== Article ==

Intervention de André Chassaigne

Séance en hémicycle du 5 février 2016 à 9h30
Protection de la nation — Discussion générale

Photo issue du site de l'Assemblée nationale ou de WikipediaAndré Chassaigne :

Et pourquoi d’ailleurs assumer une telle responsabilité ? La proposition n’a aucun intérêt ni en droit ni en pratique. Quel serait, en effet, le sens de cette peine ? Ni de dissuader le djihadiste fanatique de passer à l’acte, ni de punir le bourreau qui pourra brandir sa déchéance comme un trophée. En définitive, cette mesure est tout aussi inopportune qu’inefficace, quelle que soit d’ailleurs la version finale qui sera retenue.

On ne bricole pas avec la Constitution, quand le contexte exige fermeté, détermination et exemplarité. L’efficacité doit être notre premier objectif, tant la menace terroriste reste prégnante.

Les terroristes agissent aujourd’hui au nom de Daech. Il faut donc d’abord s’en prendre à cette organisation terroriste qui parvient à recruter ses kamikazes chez nos concitoyens. Daech n’est pas un phénomène spontané. Daech a une histoire, une histoire dont les racines ont proliféré dans la situation de chaos provoquée par les interventions occidentales au Moyen-Orient.

Nous devons mesurer les conséquences des guerres globales contre le terrorisme sur le recrutement de ces terroristes, autrement dit sur le terreau qui alimente cette armée. Cela signifie que la seule riposte militaire ne peut suffire. Il faut à la France une stratégie politique visant au retour de la paix et au développement de toute la région.

Il faut également bâtir des stratégies pour terrasser notre ennemi en asséchant ses mannes financières colossales. Nous devons enfin remettre en cause les compromis passés avec les puissances fondamentalistes de la région au prétexte qu’elles sont libérales économiquement.

Je le dis avec gravité : nous ne serons pas en mesure d’offrir la sécurité légitime à laquelle notre peuple aspire sans résoudre ces questions qui vont bien au-delà de nos frontières.

À l’intérieur de nos frontières, il y a urgence aussi à mettre en place des réformes efficaces, d’abord pour nous permettre d’empêcher de nouveaux recrutements parmi les enfants de notre République. La déradicalisation est une chose indispensable sur le court terme. Empêcher la radicalisation l’est encore plus sur le moyen terme.

===

• [Énoncé écrit 1] Résumez en deux phrases l'intervention d'André Chassaigne sur la protection de la nation.
• [Énoncé écrit 2] D'après l'intervention d'André Chassaigne, dans quelle situation les racines de Daech ont-elles proliféré ?
• [Énoncé écrit 3] Reprenez l'intervention d'André Chassaigne sur la protection de la nation à la suite de sa dernière phrase.
Les lignes ci-dessous ne sont pas utiles ici.

== Lignes extraites ==

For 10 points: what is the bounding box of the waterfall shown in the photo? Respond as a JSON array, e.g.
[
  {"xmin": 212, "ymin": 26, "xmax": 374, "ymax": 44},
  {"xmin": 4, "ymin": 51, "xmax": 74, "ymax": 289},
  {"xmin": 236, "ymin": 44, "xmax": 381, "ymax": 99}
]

===
== Lignes extraites ==

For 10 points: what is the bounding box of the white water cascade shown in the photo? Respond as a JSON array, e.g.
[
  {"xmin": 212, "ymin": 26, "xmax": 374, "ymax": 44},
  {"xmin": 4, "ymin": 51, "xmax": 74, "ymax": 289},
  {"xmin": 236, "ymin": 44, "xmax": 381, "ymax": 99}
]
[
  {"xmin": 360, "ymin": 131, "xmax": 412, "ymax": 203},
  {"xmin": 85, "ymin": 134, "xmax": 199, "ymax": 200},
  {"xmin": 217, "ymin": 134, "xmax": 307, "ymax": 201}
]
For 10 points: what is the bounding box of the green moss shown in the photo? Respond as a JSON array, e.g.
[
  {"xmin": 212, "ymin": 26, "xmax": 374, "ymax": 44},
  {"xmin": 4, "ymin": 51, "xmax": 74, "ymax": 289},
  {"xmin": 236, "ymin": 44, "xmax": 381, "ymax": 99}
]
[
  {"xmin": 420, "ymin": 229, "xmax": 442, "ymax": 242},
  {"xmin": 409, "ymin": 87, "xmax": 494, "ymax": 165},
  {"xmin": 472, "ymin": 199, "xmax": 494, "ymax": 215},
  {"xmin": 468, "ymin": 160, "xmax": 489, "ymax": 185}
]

===
== Lignes extraites ==

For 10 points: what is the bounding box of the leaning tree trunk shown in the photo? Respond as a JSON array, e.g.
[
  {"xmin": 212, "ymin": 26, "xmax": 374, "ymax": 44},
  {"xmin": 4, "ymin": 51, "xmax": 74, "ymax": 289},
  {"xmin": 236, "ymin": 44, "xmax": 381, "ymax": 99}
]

===

• [Réponse à l'exercice 1] André Chassaigne juge la mesure de déchéance inopportune et inefficace, puisqu'elle ne dissuade ni ne punit les djihadistes, et estime qu'on ne bricole pas avec la Constitution. Il appelle à combattre Daech par une stratégie politique de paix et de développement de la région, par l'assèchement de ses ressources financières et par la remise en cause des compromis avec les puissances fondamentalistes, tout en empêchant la radicalisation en France.

• [Réponse à l'exercice 2] Dans la situation de chaos provoquée par les interventions occidentales au Moyen-Orient.

• [Réponse à l'exercice 3]
Cela fait froid dans le dos, mais c’est une réalité : la France est aujourd’hui l’un des premiers pays fournisseurs de djihadistes. Les violences de jeunes Français qui tuent aveuglément et prennent pour cible des citoyens désarmés sont en effet le symptôme d’un système économique toujours plus inégalitaire, le symptôme d’un système social discriminant, le symptôme d’un système démocratique en ruine ; un système qui livre aux idéologues fanatiques et criminels des esprits fragiles, des relégués sociaux qui ont la folie de croire qu’ils vont donner un sens à leur existence.

Il nous faut donc actionner tous les leviers, de l’école au monde du travail, en passant par la culture et l’éducation populaire pour ne plus fournir de chair à canon à Daech.

De même, nous appelons le Gouvernement à se donner les moyens humains et financiers de remplir ses missions régaliennes. La défense, la police, la justice, l’école, la santé, nul ne doit être démuni.

Dans ce cadre, il convient de repenser l’organisation de la lutte contre le terrorisme car, malgré le courage de nos forces de police, des dysfonctionnements majeurs sont apparus dans nos dispositifs de renseignement, de surveillance et de répression des terroristes. La fusion, décidée par Nicolas Sarkozy, de la direction de la surveillance du territoire avec les Renseignements généraux a eu des effets dévastateurs. Comme le souligne Marc Trévidic, ancien juge d’instruction au pôle antiterroriste, nous y avons « beaucoup perdu, notamment en termes de renseignement local et de maillage du territoire. […] La question est de savoir comment ce qui est récolté par les renseignements va pouvoir être utilisé par le judiciaire. »

À l’ensemble de ces mesures de fond qui s’inscrivent sur le long terme, vous avez privilégié le spectaculaire, même si, monsieur le ministre, vous trouvez le mot excessif : l’affichage politique d’une réforme constitutionnelle effaçant l’exigence d’efficacité et de dissuasion. « À force de sacrifier l’essentiel, on finit par oublier l’urgence de l’essentiel. »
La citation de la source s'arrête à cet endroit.